What needs to be done: Each record should reappear exactly in your answer, minus any picture.

Provided information:
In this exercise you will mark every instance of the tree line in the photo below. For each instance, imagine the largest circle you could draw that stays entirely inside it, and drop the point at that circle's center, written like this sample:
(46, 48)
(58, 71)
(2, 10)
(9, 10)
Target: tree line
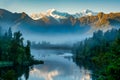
(13, 49)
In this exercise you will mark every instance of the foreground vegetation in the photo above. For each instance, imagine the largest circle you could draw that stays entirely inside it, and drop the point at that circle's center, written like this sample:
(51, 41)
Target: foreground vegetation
(15, 56)
(12, 48)
(102, 51)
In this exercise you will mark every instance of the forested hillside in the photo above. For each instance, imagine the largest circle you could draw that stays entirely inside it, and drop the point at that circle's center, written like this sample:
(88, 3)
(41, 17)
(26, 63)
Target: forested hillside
(12, 48)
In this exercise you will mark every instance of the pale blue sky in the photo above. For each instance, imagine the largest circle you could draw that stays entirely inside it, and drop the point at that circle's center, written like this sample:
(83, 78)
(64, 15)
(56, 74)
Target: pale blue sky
(72, 6)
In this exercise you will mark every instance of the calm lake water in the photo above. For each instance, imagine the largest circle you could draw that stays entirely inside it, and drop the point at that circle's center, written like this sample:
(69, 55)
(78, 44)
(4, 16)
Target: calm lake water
(58, 65)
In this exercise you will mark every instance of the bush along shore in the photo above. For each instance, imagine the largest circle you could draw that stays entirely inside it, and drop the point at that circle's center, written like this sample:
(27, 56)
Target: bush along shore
(102, 51)
(13, 52)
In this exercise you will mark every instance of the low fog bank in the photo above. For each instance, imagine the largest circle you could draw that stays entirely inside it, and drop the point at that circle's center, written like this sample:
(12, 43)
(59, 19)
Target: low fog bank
(57, 39)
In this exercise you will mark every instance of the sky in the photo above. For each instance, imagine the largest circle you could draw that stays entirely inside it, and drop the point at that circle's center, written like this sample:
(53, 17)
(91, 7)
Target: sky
(71, 6)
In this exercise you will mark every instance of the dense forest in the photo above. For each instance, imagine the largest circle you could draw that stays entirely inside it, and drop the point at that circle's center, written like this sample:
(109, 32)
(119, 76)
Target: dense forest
(12, 48)
(103, 51)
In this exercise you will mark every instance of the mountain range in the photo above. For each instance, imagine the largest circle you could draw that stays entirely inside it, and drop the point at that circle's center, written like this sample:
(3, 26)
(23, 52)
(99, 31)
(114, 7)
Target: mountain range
(53, 21)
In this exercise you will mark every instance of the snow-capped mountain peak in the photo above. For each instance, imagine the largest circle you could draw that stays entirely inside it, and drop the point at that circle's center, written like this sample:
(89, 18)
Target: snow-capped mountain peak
(62, 15)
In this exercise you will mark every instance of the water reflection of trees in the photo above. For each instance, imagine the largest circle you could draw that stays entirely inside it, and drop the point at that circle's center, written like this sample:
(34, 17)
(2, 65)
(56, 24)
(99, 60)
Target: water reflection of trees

Your response:
In this exercise you will mark every instance of the tree line in the photo below. For each instance, imagine the largest circle you could draw that stays entirely inside it, and drop the point at that circle's center, written like this sample:
(46, 48)
(58, 71)
(2, 10)
(9, 10)
Target: tree line
(13, 49)
In this exercise you will mark every instance of the foreground vegetation in the photo above. For each instance, imagine the largest circle you could draw that stays entirely inside it, and drop the point at that circle's center, written like this sample:
(51, 41)
Target: foreground vegetation
(15, 56)
(12, 48)
(102, 51)
In this exercise you will mark every instance of the forested hillside in the photo above. For each instance, imagine the largest circle you could draw that stays entirely inside it, and drop the point at that circle's center, written like this sample:
(88, 3)
(41, 17)
(26, 63)
Target: forested hillside
(12, 48)
In this exercise you will mark every instance of the pale blue sky in the photo above. For each instance, imagine the largest circle you could draw that stays entirely inside it, and drop the point at that circle's center, written like this sample:
(83, 78)
(64, 15)
(56, 74)
Target: pale blue sky
(72, 6)
In this exercise you will mark every instance of the calm lake water in the photo above. For each instance, imagine the largest circle you could draw that stays entirely inside it, and drop the point at that circle's center, written like this sample:
(69, 55)
(78, 44)
(4, 16)
Target: calm lake water
(58, 65)
In this exercise you will mark every instance of the bush along shore in the photo above. For each instance, imagine the largest circle you could draw that stays entirely inside it, and drop the point at that circle's center, written like this sample:
(27, 56)
Target: bush along shore
(102, 51)
(13, 52)
In this exercise you will mark every instance of the low fog bank in the photo above. For each instance, imagine the largest circle you could draw that stays entirely inside it, and drop the point at that circle's center, written like this sample:
(12, 43)
(59, 19)
Target: low fog bank
(57, 39)
In this exercise you will mark every instance of the sky in the photo above. For each instance, imagine the largest circle you could draw that stays entirely inside it, and drop the point at that circle's center, written like this sample:
(53, 17)
(91, 7)
Target: sky
(71, 6)
In this exercise you will mark every instance of the dense forest in the photo above. For each instance, imagine the largest circle you could draw that stays entirely inside it, and drop the point at that circle's center, written like this sample:
(109, 32)
(119, 76)
Target: dense forest
(12, 48)
(103, 51)
In this exercise you will mark every instance of the mountain range in the photo above. For each instance, imagine the largest circle you could draw that stays entirely inside it, and drop the point at that circle's center, written like this sample:
(3, 26)
(23, 52)
(99, 31)
(114, 7)
Target: mountain range
(53, 21)
In this exercise you will mark every instance of the snow-capped mountain peak in the photo above. For each instance, imagine the largest circle you could draw that stays entirely inside it, and drop the point at that circle's center, written like this sample:
(89, 18)
Target: snow-capped mountain peak
(62, 15)
In this exercise you will mark every instance of the water reflection of trees in the photo above. For each instance, imagine the largest circle you could draw that stays entirely inside it, and drop the point at that circle's center, written like this sample:
(34, 17)
(2, 65)
(56, 24)
(99, 60)
Target: water reflection of trees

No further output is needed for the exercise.